Pointing rows
-- start --
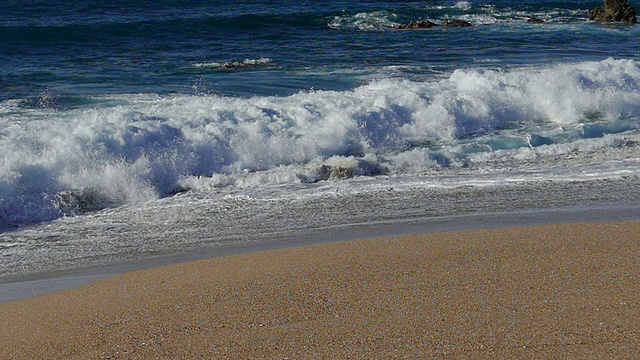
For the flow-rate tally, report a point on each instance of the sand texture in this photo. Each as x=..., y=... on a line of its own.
x=559, y=291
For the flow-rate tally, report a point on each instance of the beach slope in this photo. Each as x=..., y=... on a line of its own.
x=568, y=290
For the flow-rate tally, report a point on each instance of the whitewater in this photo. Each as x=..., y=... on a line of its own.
x=254, y=145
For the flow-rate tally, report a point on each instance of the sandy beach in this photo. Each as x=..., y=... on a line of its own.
x=552, y=291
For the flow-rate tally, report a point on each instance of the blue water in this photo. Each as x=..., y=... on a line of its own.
x=133, y=110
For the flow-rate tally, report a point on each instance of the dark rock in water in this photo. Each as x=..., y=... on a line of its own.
x=614, y=11
x=455, y=23
x=420, y=24
x=535, y=20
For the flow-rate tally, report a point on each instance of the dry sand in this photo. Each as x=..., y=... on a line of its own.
x=560, y=291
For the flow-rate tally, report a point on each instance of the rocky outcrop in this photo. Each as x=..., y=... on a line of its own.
x=614, y=11
x=420, y=24
x=455, y=23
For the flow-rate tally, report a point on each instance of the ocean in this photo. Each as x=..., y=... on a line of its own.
x=133, y=129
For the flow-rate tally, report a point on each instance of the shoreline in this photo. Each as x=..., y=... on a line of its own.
x=542, y=291
x=37, y=284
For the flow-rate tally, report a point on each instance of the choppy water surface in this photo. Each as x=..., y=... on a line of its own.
x=127, y=127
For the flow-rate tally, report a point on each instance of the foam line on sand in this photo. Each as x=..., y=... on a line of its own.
x=568, y=290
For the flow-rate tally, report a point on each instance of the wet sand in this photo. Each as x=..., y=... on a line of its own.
x=552, y=291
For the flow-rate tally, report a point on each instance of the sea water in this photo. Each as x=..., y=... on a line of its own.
x=135, y=128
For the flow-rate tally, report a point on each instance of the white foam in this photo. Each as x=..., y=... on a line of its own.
x=376, y=20
x=57, y=162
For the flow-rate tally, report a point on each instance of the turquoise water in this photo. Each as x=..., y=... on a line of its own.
x=121, y=103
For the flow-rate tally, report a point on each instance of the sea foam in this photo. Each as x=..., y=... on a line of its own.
x=135, y=148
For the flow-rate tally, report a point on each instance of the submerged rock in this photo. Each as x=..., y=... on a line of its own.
x=455, y=23
x=420, y=24
x=535, y=20
x=614, y=11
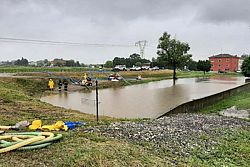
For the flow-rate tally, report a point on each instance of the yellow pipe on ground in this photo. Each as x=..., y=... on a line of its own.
x=5, y=127
x=23, y=143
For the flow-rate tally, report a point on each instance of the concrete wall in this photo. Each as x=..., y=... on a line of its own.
x=198, y=104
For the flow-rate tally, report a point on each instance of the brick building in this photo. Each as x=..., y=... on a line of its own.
x=224, y=62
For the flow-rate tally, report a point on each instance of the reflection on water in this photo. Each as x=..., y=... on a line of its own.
x=146, y=100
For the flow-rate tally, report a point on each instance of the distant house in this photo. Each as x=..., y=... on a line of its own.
x=33, y=63
x=224, y=62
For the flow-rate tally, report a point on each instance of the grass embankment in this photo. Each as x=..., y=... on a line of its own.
x=17, y=103
x=240, y=100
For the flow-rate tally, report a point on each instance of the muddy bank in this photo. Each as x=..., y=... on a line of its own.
x=180, y=134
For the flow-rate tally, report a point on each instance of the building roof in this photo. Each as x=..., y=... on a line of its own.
x=223, y=56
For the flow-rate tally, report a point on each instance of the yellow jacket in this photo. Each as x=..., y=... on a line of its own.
x=51, y=84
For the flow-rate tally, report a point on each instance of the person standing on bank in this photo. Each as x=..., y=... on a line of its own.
x=51, y=84
x=65, y=83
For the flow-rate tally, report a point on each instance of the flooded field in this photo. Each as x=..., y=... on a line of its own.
x=145, y=100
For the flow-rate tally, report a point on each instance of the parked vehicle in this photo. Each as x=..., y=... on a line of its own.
x=145, y=68
x=155, y=68
x=120, y=68
x=135, y=68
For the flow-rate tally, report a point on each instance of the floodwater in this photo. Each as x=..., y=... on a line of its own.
x=148, y=100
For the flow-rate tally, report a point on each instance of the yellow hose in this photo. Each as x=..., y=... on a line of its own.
x=5, y=127
x=23, y=143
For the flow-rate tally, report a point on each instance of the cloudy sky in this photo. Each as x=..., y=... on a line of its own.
x=110, y=28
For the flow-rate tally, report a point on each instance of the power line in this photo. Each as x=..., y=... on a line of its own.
x=49, y=42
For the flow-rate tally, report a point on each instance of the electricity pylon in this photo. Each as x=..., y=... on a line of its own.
x=142, y=45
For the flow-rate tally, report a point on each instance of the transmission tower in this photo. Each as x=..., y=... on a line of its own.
x=142, y=45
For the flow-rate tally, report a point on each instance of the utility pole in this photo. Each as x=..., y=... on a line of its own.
x=142, y=45
x=97, y=100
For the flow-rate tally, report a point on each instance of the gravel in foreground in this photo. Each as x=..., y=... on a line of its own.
x=180, y=134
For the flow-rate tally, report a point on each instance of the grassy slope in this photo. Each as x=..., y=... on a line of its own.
x=240, y=100
x=82, y=149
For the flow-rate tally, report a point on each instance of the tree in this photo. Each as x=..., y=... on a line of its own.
x=204, y=65
x=108, y=64
x=245, y=68
x=22, y=62
x=192, y=65
x=138, y=64
x=135, y=56
x=173, y=51
x=70, y=63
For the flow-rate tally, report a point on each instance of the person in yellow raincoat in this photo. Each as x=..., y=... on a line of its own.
x=51, y=84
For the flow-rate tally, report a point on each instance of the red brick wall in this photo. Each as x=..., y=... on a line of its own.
x=224, y=63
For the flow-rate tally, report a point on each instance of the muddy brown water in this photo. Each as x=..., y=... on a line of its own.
x=148, y=100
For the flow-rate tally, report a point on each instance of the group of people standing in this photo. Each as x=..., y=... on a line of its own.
x=61, y=84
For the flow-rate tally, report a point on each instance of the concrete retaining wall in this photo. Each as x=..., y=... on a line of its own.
x=198, y=104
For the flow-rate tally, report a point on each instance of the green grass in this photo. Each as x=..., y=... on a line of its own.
x=240, y=100
x=78, y=148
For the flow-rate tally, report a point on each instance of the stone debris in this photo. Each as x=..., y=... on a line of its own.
x=179, y=134
x=234, y=112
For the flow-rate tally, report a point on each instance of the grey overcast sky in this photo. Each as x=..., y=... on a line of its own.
x=209, y=26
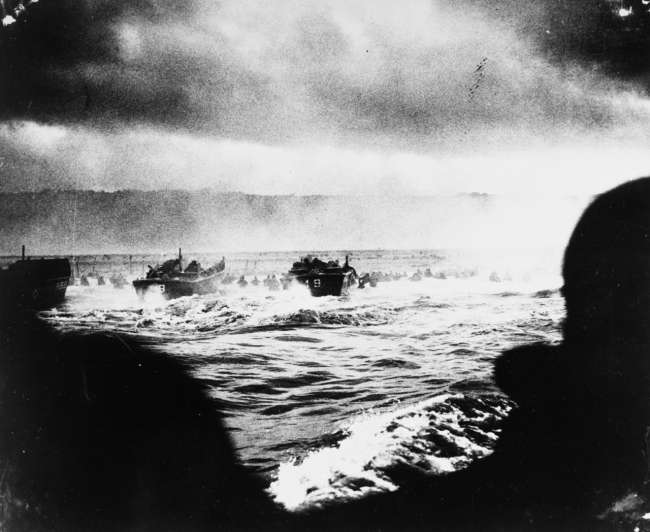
-- end --
WORK INSTRUCTIONS
Quote verbatim the part of the rows that opens with the line containing "of the stone" and runs through the end of the rows, including both ends. Leave the pictures out of your answer.

EXERCISE OUTPUT
For the flow-rate tally, report a point on each instance of the stone debris in this photo. Each as x=..., y=... on a line of its own.
x=179, y=134
x=234, y=112
For the flow-rate tally, report a point on each instance of the grey overcast sky in this photo. Each as x=..., y=... on a line of its own.
x=209, y=26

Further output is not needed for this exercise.